START Source material

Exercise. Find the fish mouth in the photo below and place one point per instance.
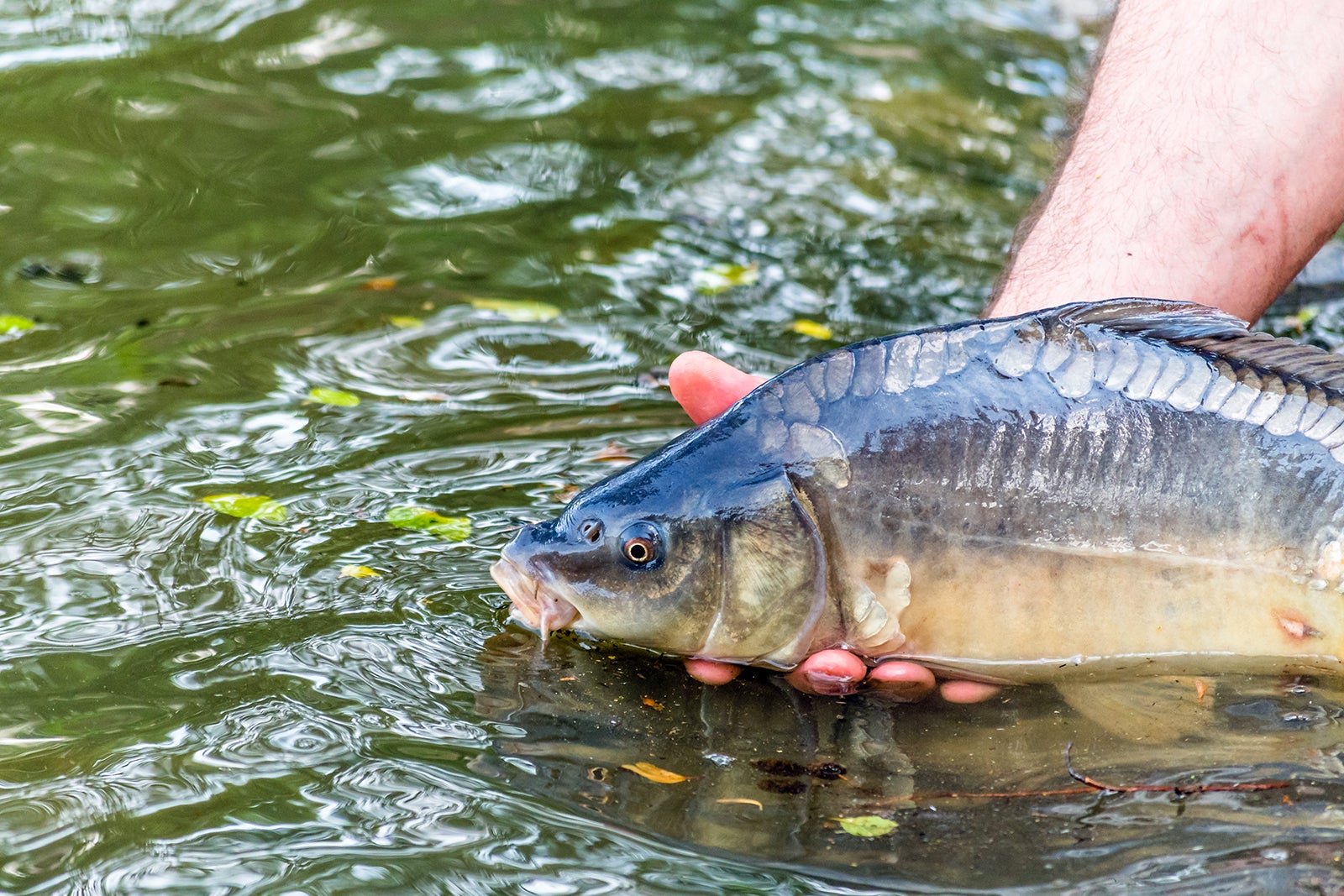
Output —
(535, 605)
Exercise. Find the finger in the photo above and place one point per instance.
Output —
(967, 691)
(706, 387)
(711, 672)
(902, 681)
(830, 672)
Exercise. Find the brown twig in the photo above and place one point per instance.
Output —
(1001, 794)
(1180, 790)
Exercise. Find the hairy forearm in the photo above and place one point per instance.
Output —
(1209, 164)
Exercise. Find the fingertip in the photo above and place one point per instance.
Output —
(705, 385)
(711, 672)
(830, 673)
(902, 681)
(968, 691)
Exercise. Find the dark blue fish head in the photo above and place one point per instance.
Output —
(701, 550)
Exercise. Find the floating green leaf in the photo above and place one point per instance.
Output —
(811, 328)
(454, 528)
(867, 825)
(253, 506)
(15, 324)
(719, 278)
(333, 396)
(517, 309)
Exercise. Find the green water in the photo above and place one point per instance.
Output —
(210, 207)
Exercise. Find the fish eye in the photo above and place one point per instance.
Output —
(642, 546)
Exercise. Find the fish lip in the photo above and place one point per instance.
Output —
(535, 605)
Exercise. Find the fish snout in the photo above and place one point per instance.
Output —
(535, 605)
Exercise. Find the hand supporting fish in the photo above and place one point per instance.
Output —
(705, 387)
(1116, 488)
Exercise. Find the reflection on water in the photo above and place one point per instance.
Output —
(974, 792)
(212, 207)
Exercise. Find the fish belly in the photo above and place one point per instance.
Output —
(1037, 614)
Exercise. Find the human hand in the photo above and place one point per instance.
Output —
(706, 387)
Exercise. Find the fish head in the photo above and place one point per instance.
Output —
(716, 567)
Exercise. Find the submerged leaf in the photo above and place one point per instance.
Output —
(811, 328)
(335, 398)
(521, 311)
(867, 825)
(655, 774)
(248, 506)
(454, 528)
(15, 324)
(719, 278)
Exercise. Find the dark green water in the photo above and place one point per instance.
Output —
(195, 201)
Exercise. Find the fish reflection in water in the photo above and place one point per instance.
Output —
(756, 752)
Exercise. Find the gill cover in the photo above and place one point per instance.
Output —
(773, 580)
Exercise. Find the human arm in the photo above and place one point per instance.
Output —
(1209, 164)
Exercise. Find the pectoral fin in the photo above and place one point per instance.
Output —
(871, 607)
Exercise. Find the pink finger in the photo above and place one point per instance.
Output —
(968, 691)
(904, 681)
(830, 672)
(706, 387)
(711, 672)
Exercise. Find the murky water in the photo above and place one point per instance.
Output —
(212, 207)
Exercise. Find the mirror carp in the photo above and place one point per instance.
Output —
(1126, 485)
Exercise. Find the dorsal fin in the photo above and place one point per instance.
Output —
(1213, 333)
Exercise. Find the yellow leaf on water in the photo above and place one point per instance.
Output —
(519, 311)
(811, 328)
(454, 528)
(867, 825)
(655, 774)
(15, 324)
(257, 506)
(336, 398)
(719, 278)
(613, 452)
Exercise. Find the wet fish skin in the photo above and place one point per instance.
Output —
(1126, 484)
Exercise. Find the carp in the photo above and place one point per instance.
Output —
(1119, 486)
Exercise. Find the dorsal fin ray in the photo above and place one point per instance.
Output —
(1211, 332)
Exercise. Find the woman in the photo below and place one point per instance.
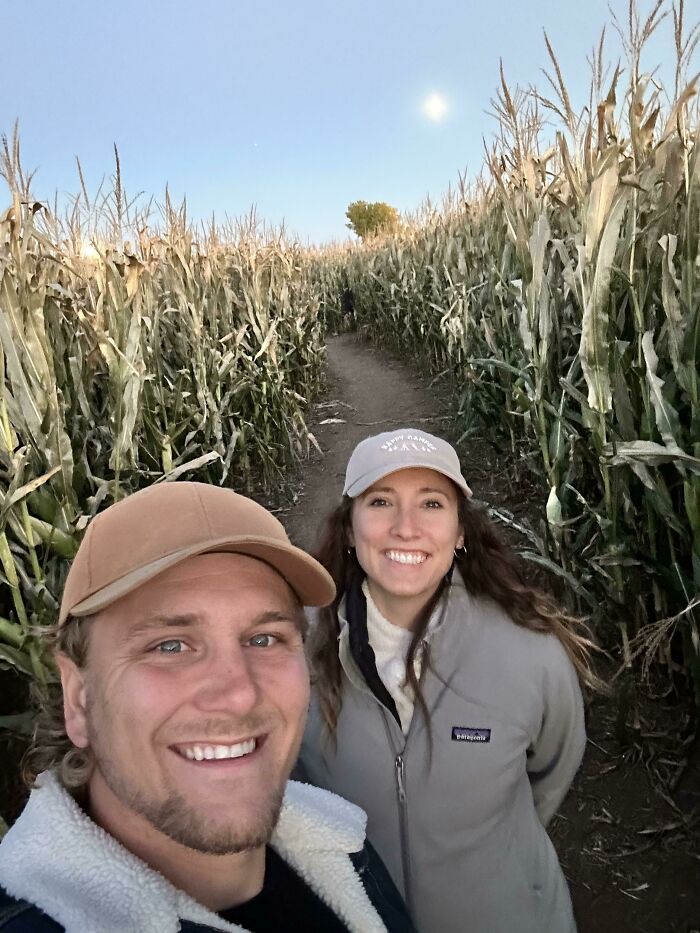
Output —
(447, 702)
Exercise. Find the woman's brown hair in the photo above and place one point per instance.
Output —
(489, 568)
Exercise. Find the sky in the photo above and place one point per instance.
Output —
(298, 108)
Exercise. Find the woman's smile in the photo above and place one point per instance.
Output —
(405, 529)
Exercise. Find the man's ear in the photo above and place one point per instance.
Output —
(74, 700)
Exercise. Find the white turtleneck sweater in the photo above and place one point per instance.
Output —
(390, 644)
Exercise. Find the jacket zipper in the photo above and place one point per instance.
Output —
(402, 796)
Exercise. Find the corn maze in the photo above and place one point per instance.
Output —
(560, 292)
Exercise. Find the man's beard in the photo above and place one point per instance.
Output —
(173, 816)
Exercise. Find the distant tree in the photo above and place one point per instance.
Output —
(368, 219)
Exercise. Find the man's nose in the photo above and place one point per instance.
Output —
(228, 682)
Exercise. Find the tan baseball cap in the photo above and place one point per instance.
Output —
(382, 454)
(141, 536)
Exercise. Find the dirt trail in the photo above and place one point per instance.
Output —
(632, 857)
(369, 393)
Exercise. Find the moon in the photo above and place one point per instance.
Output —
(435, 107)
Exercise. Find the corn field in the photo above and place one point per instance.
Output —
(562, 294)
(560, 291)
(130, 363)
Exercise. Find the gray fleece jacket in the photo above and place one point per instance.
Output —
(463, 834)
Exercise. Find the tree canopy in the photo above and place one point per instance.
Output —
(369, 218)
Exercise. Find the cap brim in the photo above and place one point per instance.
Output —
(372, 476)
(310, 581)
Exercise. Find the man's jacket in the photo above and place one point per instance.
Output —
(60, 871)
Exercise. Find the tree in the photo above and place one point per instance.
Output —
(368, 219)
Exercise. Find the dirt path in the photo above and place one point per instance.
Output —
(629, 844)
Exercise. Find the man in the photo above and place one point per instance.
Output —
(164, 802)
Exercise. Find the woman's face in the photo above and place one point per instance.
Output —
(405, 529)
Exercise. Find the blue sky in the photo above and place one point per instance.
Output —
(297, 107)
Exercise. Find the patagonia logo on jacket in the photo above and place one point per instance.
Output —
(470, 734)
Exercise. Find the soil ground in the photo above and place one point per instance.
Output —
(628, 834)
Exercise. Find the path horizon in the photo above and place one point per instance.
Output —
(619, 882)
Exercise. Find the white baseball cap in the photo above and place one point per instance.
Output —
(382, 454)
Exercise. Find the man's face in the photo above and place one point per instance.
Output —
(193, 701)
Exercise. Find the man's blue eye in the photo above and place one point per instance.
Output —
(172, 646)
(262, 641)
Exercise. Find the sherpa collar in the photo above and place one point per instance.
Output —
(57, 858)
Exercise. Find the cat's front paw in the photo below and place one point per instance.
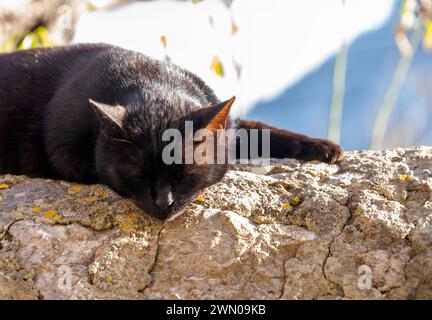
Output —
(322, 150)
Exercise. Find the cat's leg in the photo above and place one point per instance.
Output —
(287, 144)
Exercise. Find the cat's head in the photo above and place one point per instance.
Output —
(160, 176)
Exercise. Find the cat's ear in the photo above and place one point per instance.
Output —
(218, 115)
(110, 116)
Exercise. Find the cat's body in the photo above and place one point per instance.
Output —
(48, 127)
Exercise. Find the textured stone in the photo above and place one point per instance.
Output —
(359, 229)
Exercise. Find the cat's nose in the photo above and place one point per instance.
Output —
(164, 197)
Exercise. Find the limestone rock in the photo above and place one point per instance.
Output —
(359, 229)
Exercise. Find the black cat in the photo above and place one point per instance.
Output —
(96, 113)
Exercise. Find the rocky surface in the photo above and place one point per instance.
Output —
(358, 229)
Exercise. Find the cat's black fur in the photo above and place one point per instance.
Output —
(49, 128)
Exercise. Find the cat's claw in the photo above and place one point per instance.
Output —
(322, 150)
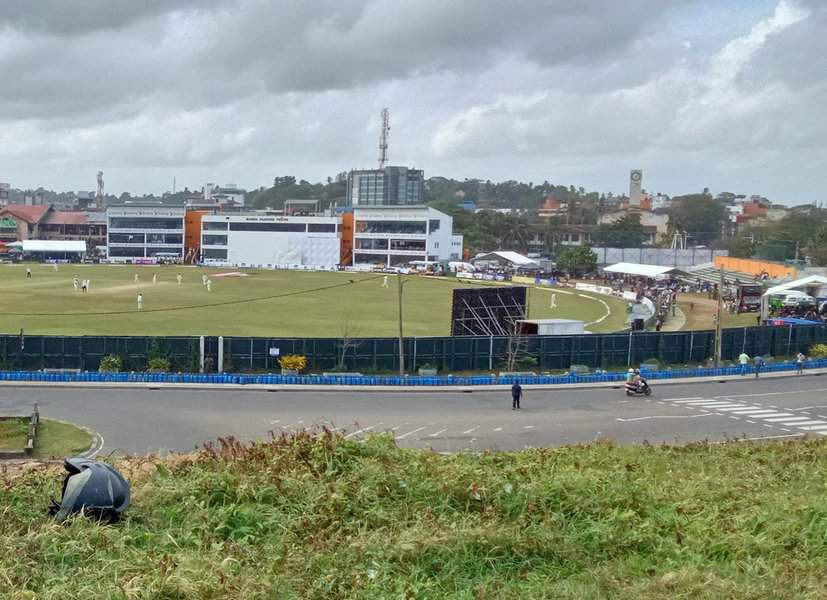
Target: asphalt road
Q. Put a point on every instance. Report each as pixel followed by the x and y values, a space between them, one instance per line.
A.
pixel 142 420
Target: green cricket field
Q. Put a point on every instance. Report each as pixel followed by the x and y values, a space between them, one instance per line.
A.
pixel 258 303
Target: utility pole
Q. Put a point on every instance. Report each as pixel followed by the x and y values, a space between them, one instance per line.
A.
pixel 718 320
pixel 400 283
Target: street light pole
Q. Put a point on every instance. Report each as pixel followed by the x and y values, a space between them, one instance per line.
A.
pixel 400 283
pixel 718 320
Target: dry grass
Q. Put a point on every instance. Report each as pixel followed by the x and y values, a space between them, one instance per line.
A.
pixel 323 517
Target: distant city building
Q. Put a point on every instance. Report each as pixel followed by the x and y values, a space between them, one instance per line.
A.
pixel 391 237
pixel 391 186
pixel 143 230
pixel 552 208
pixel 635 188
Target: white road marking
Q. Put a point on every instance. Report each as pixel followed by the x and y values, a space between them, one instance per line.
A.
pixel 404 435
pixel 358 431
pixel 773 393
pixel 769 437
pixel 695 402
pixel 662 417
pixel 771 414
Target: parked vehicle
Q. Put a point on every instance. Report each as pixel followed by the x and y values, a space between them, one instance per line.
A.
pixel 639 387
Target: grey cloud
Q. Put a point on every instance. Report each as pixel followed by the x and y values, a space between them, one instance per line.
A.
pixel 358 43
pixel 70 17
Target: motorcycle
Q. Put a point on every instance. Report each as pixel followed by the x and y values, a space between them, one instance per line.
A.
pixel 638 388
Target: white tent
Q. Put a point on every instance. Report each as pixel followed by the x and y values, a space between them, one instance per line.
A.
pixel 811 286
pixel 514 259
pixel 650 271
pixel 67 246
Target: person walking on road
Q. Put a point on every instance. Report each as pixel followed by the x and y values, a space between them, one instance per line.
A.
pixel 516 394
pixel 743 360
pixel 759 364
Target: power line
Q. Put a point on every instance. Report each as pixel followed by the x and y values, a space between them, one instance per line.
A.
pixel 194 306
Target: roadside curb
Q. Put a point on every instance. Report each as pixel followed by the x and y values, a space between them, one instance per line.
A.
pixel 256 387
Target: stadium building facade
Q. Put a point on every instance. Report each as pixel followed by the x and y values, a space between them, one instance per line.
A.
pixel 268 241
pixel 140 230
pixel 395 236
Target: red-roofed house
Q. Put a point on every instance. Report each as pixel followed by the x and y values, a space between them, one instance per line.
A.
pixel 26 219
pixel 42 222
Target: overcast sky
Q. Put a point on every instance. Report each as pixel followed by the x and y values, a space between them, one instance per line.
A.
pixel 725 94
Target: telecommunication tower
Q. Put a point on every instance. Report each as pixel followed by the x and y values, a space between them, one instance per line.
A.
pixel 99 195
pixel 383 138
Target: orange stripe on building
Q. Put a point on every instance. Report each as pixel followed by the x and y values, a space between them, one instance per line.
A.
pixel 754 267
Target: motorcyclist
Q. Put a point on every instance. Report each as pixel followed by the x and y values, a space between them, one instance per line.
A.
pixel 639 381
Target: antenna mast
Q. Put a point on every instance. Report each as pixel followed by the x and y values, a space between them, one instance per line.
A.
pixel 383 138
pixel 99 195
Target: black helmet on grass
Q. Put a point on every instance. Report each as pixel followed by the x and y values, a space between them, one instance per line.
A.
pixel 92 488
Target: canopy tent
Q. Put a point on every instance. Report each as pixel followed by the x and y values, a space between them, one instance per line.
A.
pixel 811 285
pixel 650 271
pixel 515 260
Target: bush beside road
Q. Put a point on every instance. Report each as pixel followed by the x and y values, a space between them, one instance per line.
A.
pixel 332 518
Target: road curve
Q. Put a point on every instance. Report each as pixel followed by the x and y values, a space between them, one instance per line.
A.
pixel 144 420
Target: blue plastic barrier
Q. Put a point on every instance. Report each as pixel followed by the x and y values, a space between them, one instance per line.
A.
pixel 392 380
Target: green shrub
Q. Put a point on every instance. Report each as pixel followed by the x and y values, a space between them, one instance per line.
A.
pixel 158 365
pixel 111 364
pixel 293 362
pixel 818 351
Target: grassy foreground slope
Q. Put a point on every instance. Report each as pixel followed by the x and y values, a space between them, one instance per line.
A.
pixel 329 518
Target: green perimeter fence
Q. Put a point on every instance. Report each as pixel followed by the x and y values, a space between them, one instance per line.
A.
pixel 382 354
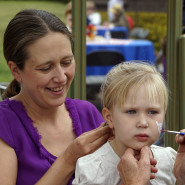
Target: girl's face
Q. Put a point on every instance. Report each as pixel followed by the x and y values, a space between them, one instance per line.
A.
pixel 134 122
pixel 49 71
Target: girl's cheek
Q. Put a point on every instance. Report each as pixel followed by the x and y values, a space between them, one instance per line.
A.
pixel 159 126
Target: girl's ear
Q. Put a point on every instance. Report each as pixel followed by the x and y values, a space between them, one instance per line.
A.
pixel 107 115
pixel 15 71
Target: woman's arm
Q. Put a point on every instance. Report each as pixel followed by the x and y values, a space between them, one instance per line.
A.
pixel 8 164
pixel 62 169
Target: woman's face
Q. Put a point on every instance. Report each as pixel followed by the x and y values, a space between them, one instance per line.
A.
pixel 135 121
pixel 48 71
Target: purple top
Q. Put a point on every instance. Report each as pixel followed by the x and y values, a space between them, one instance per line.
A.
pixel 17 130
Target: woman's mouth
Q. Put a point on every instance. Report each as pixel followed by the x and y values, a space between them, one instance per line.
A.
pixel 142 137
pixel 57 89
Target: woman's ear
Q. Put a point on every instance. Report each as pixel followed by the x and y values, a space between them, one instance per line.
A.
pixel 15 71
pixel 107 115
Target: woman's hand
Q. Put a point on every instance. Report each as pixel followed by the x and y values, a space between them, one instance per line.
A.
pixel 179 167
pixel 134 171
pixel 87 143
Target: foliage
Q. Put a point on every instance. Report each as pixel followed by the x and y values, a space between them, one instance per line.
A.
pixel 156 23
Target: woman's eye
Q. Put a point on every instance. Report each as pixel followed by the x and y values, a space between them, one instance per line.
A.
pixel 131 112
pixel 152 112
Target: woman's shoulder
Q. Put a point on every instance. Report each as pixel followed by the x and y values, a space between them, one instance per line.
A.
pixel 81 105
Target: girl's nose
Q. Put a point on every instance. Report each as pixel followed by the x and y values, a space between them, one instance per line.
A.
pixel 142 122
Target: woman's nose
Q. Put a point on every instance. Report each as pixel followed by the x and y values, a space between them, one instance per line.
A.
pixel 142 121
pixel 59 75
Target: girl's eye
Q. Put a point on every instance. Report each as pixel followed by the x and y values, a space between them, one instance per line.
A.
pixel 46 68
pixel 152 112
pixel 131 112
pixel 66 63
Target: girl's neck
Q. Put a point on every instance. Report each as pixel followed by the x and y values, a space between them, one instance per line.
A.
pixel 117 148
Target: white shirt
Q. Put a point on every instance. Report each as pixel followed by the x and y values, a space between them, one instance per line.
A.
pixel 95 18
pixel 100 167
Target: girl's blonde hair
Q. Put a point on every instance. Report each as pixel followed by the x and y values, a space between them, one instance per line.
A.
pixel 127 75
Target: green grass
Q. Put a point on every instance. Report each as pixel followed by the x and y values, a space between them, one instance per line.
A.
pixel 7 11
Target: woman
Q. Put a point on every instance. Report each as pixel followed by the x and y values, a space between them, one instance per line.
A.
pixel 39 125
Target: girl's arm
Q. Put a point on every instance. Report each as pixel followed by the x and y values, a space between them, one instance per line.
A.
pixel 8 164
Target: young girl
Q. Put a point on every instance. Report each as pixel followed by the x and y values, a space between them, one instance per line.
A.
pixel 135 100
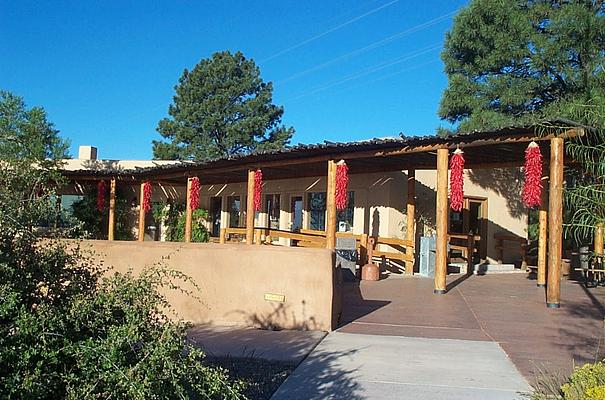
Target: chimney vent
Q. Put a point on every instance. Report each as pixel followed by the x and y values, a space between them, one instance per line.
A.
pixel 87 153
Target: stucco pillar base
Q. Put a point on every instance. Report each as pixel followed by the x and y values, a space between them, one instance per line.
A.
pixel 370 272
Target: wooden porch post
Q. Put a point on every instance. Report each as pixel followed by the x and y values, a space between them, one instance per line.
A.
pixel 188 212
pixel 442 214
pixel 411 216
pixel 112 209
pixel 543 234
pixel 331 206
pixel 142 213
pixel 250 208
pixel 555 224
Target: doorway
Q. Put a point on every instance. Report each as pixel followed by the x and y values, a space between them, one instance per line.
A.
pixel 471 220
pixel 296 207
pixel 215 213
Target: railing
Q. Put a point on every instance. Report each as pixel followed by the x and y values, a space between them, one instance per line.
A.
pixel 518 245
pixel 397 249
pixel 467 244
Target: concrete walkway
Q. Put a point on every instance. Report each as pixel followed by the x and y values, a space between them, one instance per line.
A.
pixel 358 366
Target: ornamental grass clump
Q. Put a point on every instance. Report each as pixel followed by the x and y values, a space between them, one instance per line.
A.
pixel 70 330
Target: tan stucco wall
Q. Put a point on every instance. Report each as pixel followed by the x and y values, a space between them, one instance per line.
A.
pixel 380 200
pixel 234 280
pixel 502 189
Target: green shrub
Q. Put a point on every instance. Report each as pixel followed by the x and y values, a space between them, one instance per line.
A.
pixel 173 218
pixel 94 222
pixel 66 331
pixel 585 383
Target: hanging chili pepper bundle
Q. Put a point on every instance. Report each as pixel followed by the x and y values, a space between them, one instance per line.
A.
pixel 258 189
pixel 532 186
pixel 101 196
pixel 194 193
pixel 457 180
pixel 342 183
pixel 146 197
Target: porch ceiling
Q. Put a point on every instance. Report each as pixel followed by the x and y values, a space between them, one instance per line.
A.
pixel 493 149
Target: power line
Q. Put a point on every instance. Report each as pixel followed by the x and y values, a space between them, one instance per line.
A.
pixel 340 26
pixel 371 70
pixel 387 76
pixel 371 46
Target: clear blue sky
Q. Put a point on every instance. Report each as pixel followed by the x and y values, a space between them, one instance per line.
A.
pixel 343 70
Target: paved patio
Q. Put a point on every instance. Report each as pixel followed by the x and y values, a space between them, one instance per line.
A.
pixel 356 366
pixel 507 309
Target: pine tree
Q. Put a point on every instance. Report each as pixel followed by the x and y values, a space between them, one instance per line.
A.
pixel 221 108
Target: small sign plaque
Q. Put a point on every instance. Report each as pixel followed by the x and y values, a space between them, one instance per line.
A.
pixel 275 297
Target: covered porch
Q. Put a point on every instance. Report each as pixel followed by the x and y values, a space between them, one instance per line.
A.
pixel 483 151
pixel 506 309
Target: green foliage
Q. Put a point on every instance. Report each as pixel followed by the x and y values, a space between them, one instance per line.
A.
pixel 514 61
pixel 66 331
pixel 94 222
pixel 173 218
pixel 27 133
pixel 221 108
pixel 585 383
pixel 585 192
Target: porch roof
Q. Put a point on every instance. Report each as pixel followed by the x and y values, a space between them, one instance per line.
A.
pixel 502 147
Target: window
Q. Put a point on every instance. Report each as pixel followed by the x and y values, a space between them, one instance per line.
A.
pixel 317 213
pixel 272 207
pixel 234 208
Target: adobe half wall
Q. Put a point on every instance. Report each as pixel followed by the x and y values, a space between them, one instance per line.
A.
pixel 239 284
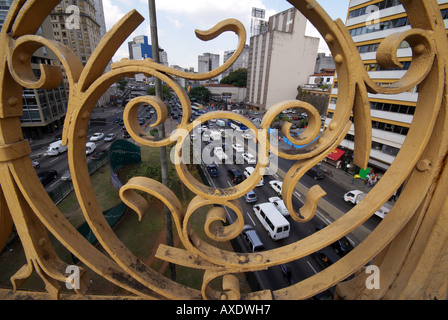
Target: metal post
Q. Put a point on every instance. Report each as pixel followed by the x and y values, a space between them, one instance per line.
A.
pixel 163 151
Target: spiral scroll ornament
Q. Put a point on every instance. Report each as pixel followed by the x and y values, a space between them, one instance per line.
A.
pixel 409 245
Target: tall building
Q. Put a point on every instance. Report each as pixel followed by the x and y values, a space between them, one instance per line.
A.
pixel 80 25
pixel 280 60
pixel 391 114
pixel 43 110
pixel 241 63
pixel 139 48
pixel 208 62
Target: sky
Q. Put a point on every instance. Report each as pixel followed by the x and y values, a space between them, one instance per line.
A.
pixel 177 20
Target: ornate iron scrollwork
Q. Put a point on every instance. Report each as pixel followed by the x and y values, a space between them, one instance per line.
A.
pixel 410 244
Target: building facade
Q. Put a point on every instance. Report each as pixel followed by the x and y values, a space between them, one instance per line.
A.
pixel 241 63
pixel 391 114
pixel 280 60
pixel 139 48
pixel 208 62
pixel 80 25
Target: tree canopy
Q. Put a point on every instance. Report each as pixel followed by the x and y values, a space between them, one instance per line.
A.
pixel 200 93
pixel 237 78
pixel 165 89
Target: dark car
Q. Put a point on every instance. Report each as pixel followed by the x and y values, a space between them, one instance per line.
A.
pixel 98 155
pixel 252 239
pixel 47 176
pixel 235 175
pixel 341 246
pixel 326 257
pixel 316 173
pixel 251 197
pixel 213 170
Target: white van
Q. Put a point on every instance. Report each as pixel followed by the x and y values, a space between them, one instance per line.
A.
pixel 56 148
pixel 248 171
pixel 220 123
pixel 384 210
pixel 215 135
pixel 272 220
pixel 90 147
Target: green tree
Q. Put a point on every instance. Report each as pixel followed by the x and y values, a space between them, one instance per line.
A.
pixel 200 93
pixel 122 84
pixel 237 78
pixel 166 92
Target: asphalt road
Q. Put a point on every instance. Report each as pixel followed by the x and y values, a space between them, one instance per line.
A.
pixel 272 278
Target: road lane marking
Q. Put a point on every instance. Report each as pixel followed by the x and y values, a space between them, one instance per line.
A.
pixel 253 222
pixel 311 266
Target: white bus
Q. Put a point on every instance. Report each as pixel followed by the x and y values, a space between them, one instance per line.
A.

END Source material

Exercise
Filter the entries and copy each line with "water".

Answer area
Exercise. Find the green water in the photo above and place one point per instance.
Exercise. Find the reflection on water in the photo above and place one point per instance.
Exercise. Find the dark green water in the photo above and place one point per instance.
Exercise. Find the fish reflection in water in the photo above and place one point per instance.
Exercise. Find the murky water in the photo above and place one point per instance.
Exercise. Find the yellow leaf on water in the photo above and place one point per instance.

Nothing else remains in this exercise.